# Task item
Extract the data exactly, missing nothing.

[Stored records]
────────────────────────────────────────

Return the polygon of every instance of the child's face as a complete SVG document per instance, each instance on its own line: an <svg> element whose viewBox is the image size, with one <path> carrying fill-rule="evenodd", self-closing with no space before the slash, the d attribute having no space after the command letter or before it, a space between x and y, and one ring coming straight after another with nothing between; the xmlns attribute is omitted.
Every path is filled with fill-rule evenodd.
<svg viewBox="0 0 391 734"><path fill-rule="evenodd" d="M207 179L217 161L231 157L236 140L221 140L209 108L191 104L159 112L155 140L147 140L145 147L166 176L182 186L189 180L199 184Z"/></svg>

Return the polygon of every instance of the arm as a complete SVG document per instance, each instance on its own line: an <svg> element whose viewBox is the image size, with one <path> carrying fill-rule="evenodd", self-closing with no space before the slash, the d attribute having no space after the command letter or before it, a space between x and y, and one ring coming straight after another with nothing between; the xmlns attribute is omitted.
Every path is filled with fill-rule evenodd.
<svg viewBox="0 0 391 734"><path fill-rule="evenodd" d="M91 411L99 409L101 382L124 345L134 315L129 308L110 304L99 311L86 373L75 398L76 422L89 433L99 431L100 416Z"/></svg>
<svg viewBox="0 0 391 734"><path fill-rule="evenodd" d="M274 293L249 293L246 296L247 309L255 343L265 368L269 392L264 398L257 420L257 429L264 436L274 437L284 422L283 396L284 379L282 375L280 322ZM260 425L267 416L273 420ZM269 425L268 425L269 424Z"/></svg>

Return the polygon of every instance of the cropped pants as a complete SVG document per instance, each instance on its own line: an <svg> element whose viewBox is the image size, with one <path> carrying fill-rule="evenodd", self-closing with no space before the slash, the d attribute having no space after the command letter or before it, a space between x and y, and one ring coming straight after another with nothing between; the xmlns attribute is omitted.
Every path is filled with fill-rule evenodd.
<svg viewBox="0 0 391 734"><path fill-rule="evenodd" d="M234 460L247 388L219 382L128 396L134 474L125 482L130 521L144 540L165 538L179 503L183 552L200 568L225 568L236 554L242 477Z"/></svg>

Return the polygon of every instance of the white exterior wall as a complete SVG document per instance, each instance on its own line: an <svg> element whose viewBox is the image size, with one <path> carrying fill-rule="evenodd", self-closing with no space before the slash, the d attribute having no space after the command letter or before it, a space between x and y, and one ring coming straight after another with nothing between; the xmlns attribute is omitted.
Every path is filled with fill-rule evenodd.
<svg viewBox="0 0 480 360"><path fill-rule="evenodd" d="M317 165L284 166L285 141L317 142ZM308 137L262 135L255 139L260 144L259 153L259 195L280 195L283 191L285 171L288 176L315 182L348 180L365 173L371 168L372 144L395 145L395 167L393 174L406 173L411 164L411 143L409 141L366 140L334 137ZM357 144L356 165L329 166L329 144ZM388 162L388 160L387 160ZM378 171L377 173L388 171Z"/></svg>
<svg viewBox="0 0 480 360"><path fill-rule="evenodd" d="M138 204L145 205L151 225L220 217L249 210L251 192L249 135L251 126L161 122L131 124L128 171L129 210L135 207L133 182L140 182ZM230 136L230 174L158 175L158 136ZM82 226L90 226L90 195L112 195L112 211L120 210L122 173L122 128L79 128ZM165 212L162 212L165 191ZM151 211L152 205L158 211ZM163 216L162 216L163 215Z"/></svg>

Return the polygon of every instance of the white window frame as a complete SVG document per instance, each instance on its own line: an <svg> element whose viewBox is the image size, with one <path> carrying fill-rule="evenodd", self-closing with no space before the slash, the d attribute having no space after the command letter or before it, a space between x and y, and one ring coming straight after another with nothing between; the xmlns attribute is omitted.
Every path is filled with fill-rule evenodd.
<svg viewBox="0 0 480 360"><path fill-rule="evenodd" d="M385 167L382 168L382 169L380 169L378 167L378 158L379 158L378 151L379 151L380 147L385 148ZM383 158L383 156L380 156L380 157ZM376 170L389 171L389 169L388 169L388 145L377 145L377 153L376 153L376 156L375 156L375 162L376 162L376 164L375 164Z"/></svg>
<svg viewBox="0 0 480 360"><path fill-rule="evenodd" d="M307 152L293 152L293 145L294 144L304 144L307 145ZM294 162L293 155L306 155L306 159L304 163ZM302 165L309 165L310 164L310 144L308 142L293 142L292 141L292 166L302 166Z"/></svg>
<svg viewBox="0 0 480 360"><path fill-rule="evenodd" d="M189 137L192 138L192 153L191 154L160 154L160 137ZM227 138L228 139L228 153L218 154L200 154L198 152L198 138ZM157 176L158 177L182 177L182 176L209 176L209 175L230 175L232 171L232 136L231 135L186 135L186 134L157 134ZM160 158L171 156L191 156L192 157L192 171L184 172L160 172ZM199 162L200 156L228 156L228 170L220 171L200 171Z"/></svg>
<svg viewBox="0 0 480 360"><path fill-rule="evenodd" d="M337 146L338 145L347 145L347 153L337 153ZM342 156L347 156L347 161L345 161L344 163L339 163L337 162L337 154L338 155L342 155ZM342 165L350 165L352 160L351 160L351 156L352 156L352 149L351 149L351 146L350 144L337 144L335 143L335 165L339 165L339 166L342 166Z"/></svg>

────────────────────────────────────────

# Response area
Return the polygon of every instance of the child's face as a complete SVG document per instance, each instance on its own line: an <svg> element whose viewBox is the image size, with one <path> carrying fill-rule="evenodd", self-closing with no space before the slash, the d attribute having no space after the command letter or before it, a space between x and y, and one ring coming straight after another with nothing between; the xmlns attribute is omitted.
Every path is filled with fill-rule evenodd.
<svg viewBox="0 0 391 734"><path fill-rule="evenodd" d="M207 179L217 161L231 157L236 140L221 140L209 108L191 104L159 112L155 140L147 140L145 147L166 176L182 186L189 180L199 184Z"/></svg>

Return the polygon of every instance of the arm as a complete SVG document per instance, each instance on its own line: an <svg> element whose viewBox is the image size, with one <path> carrying fill-rule="evenodd", self-closing with no space before the slash, the d attribute having no space after the command letter or before it, a space between x and y, and one ring coming straight after another with nothing between; the xmlns attribute is omitted.
Every path is filled with fill-rule evenodd.
<svg viewBox="0 0 391 734"><path fill-rule="evenodd" d="M91 411L99 409L101 382L124 345L134 315L129 308L110 304L99 311L86 373L75 398L76 422L89 433L99 431L100 416Z"/></svg>
<svg viewBox="0 0 391 734"><path fill-rule="evenodd" d="M274 293L249 293L246 296L247 309L255 343L265 368L269 392L264 398L257 420L257 429L264 436L274 437L284 422L283 396L284 379L282 375L280 322ZM260 425L267 416L273 420ZM269 425L268 425L269 424Z"/></svg>

Return the polygon of every instance of the cropped pants as a complete SVG document per instance, each instance on its own line: an <svg> element whose viewBox is the image size, with one <path> carrying fill-rule="evenodd", self-closing with no space before the slash, the d attribute having no space after the command letter or before it, a space between x and y, and one ring coming straight after another with nothing between; the xmlns attribute is omitted.
Every path is filled with fill-rule evenodd.
<svg viewBox="0 0 391 734"><path fill-rule="evenodd" d="M234 460L247 388L219 382L128 396L134 474L125 482L130 521L144 540L165 538L179 503L183 552L200 568L225 568L236 554L242 477Z"/></svg>

Return the polygon of every instance of the white exterior wall as a complete SVG document per instance, each instance on its own line: an <svg> element whose viewBox is the image size, with one <path> carrying fill-rule="evenodd", self-closing with no space before the slash, the d attribute having no space after the command letter or before it, a space between x and y, and one ring coming straight after another with nothing between; the xmlns attribute is omitted.
Every path is filled with fill-rule evenodd.
<svg viewBox="0 0 480 360"><path fill-rule="evenodd" d="M317 165L284 166L285 141L317 142ZM308 137L262 135L255 139L260 144L259 153L259 195L280 195L283 191L285 171L288 176L315 182L348 180L365 173L371 168L372 144L395 145L395 167L393 174L406 173L411 164L411 143L409 141L366 140L334 137ZM357 144L356 165L329 166L329 144ZM388 162L388 160L387 160ZM378 171L377 173L388 171Z"/></svg>
<svg viewBox="0 0 480 360"><path fill-rule="evenodd" d="M138 204L145 205L151 225L220 217L249 210L251 192L249 135L251 126L161 122L131 124L128 171L129 210L135 207L133 182L140 182ZM230 136L230 174L158 175L158 136ZM82 226L90 226L90 195L112 195L112 211L120 210L122 173L122 128L79 128ZM165 212L162 212L165 191ZM151 211L152 205L158 211ZM163 216L162 216L163 215Z"/></svg>

Return the polygon of every instance of the white window frame as a complete SVG document per instance, each instance on its own line: an <svg> element whose viewBox is the image size, with one <path> carrying fill-rule="evenodd", self-closing with no space before the slash, the d attribute having no space after the command letter or before it, a space between x and y, and one ring coming straight after another with nothing between; the xmlns attribute is omitted.
Every path is filled with fill-rule evenodd.
<svg viewBox="0 0 480 360"><path fill-rule="evenodd" d="M385 167L382 168L382 169L380 169L378 167L378 158L379 158L378 151L379 151L380 147L385 148ZM383 158L383 156L380 156L380 157ZM376 170L389 171L389 169L388 169L388 145L377 145L377 153L376 153L376 156L375 156L375 162L376 162L376 164L375 164Z"/></svg>
<svg viewBox="0 0 480 360"><path fill-rule="evenodd" d="M307 152L293 152L293 145L294 144L304 144L307 145ZM294 162L293 155L306 155L306 159L304 163ZM302 165L309 165L310 164L310 144L308 142L293 142L292 141L292 166L302 166Z"/></svg>
<svg viewBox="0 0 480 360"><path fill-rule="evenodd" d="M189 137L192 138L192 153L191 154L160 154L160 137ZM227 138L228 139L228 153L218 154L200 154L198 152L198 138ZM157 176L158 177L182 177L182 176L209 176L209 175L230 175L232 171L232 136L231 135L186 135L186 134L157 134ZM160 158L171 156L191 156L192 157L192 171L184 172L160 172ZM199 162L200 156L228 156L228 170L220 171L200 171Z"/></svg>
<svg viewBox="0 0 480 360"><path fill-rule="evenodd" d="M337 146L338 145L347 145L347 153L337 153ZM342 156L347 156L347 161L345 161L344 163L339 163L337 162L337 154L338 155L342 155ZM342 165L350 165L352 160L351 160L351 156L352 156L352 149L351 149L351 146L350 144L337 144L335 143L335 165L339 165L339 166L342 166Z"/></svg>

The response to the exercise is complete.